Input data below:

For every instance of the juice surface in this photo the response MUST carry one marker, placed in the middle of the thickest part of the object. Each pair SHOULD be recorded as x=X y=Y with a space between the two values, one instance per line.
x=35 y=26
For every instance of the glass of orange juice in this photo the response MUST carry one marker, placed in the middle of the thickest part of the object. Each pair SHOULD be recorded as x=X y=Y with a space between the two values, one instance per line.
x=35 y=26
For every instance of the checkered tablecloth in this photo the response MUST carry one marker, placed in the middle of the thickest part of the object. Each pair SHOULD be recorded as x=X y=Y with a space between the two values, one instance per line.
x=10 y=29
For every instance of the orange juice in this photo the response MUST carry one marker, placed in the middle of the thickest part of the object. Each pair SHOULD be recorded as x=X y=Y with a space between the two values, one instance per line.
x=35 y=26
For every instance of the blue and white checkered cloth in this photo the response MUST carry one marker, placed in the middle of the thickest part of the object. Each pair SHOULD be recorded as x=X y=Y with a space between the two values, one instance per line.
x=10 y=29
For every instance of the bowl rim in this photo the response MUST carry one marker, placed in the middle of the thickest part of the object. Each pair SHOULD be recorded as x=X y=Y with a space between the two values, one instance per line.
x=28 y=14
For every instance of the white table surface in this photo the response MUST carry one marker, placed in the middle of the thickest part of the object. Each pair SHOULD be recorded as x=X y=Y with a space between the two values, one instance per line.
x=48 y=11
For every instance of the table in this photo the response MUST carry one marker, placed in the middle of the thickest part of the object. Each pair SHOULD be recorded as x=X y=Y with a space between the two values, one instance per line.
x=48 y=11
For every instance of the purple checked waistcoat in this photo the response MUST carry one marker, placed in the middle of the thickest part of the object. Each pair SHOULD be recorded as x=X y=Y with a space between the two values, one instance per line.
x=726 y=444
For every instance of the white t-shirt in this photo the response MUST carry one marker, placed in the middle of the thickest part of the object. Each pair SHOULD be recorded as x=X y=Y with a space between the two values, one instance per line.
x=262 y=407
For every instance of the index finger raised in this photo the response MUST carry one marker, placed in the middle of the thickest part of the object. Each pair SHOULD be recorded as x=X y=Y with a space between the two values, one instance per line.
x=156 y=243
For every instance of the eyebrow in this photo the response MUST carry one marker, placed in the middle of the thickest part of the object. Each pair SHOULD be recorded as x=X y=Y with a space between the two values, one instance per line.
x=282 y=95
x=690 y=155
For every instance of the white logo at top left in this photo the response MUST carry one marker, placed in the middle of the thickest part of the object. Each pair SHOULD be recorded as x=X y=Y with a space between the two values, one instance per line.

End of Input data.

=== Action item ===
Copy out the entire material verbatim.

=== Result of the task ===
For every instance of the juice surface in this photo the response MUST carry one marker, placed in the middle of the thickest part of the object. Each pair SHOULD be recorded as x=X y=Y with a space between the two values, one instance per line.
x=35 y=26
For every instance of the glass of orange juice in this photo the response MUST carry one marker, placed in the middle of the thickest part of the object. Each pair SHOULD be recorded as x=X y=Y with a space between the two values, one instance per line.
x=35 y=26
For every instance of the checkered tablecloth in this photo the response MUST carry one marker, placed in the middle of the thickest part of the object. Each pair SHOULD be recorded as x=X y=Y with a space between the two values, one instance per line.
x=10 y=29
For every instance of the orange juice in this photo the response MUST carry one marker, placed in the middle of the thickest part of the object. Each pair SHOULD be recorded as x=X y=Y with a space between the two values, one instance per line.
x=35 y=26
For every instance of the blue and white checkered cloth in this photo the response MUST carry one marker, placed in the middle of the thickest part of the object. Each pair SHOULD be recorded as x=X y=Y with a space between the two values, one instance per line.
x=10 y=29
For every instance of the bowl rim in this photo the response MUST carry one marker, placed in the middle of the thickest part of the object. Each pair SHOULD be recorded as x=X y=Y with a space between the two values, one instance per line.
x=28 y=14
For every instance of the white table surface in this photo the response MUST carry one marker, placed in the middle of the thickest part of the object. Each pair SHOULD be recorded as x=X y=Y with a space between the two values, one instance per line.
x=48 y=11
For every instance of the table in this photo the response MUST carry one marker, placed in the middle of the thickest part of the object. Each pair SHOULD be recorded as x=X y=Y with a space between the two values, one instance per line.
x=48 y=11
For every instance of the purple checked waistcoat in this photo the response MUST carry one marker, placed in the middle of the thickest part of the object. Each pair SHOULD be recorded as x=X y=Y with a space between the two values, one instance per line.
x=726 y=444
For every instance of the white t-shirt in this photo the response MUST carry one marker, placed in the middle of the thickest part of the object. Each pair SHOULD be recorded as x=X y=Y with a space between the two values, one instance per line.
x=262 y=407
For every instance of the index finger raised in this photo the response MUST carry one marker, placed in the middle of the thickest part of the object. Each pair SHOULD be recorded as x=X y=Y with a space between the two values, one instance per line.
x=156 y=243
For every instance of the eyebrow in this photo the response MUST carry one marker, placed in the middle of the thickest part of the object. Each pair SHOULD be recorded as x=X y=Y with a space between the two values, one instance per line.
x=282 y=95
x=690 y=155
For every instance of the white logo at top left in this photo the response MUST carry one marker, placed in the middle of the thickest part of the object. Each pair SHOULD be recorded as x=X y=Y with a space between the two values, one instance per line.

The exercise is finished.